▶ TEXT PASSAGE
★ ★ ★ ★ ★
When she was in seventh grade, Jacqueline Prawira launched a five-year project to design a bio-based alternative to plastic, eventually using upcycled fish-scale waste to make it. Last year, before she became a high school senior, she started using the same material to tackle another problem: how to clean up heavy metals in wastewater.
She discovered that the collagen and calcium salts in the scales can act like a magnet for heavy metal pollution, capturing it so it can later be recycled. “Nature already has the components that are primed to react and essentially bond with heavy metals, and can remove those heavy metals from water in the environment,” she says. Right now, wastewater treatment plants may not necessarily take out heavy metals before dumping water in rivers (the EPA doesn’t require this, though states sometimes do), despite the fact that the contamination can be toxic in drinking water.
Prawira, now 17 and beginning her freshman year at MIT, is one of 100 winners of the second cohort of Rise, a program from Schmidt Futures and Rhodes Trust designed to support young students not just early in their careers, but potentially for the rest of their lives. “Human beings are hardwired to get excited about instant results,” says Eric Braverman, CEO of Schmidt Futures, a philanthropic venture cofounded by Schmidt (former CEO of Google) and his wife, Wendy Schmidt. “But our hard problems in science and society are not going to get solved overnight.” The program offers scholarships to students whose tuition isn’t covered by financial aid, along with a three-week summit, and courses like human-centered design. The students also will receive ongoing mentorship and funding opportunities later in their careers.
The list of winners includes a student from Vietnam who used microfluidics to build a prototype of a cancer-detecting toothbrush; another American student who built a brain-computer interface to help stroke victims recover; and a student from Nigeria who designed a program to help train educators to better teach computer science in Nigerian schools.
★ ★ ★ ★ ★
▶ THE DATA
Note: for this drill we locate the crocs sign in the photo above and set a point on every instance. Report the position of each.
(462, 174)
★ ★ ★ ★ ★
▶ WHAT THIS EXERCISE ASKS
a) From the article on Prawira and the Rise program, list everything it says the program offers or provides to its students.
b) Answer these questions using the article on Prawira and the Rise program:
(i) What did Prawira eventually use to make her bio-based alternative to plastic?
(ii) How many winners are in Rise's second cohort?
(iii) Who cofounded Schmidt Futures?
c) Write the next few sentences of the article on Prawira and the Rise program, picking up after its final sentence.
The data are not needed for the work here.

▶ RESULTS BY TASK
a)
- Scholarships for students whose tuition isn't covered by financial aid
- A three-week summit
- Courses like human-centered design
- Ongoing mentorship
- Funding opportunities later in their careers

b)
(i) Upcycled fish-scale waste.
(ii) 100.
(iii) Schmidt, former CEO of Google, and his wife, Wendy Schmidt.

c)
The program aims to find brilliant problem solvers who might need an extra hand to keep working on global challenges. “I think we’re living in a moment of real contrast: We have more tools than ever to solve hard problems . . . but we have problems that are bigger and more complex than ever,” Braverman says. “Economic disparities are rising. The planet seems to be burning. And so the question is, What is it going to take to solve these hard problems? Our view is that it’s going to take human ingenuity, like it always has. But the most important thing we can do to ensure that people can solve the problems that are important to the world is to get everyone to the table. And then keep them there.”
Prawira, for example, could apply later for funding from Schmidt Futures to help continue her research and make her product, Cyclo.Cloud, a reality at wastewater treatment plants or in households in developing countries. Her research has found that the solution she creates from fish scales can absorb up to 82% of heavy metals from water. That increases to 91% if the treatment is combined with electrolysis. A kilogram of her product, at a cost of 23 cents, can clean up 1,000 liters of water contaminated with heavy metals. “It would be a dream come true for my invention to become a reality,” she says.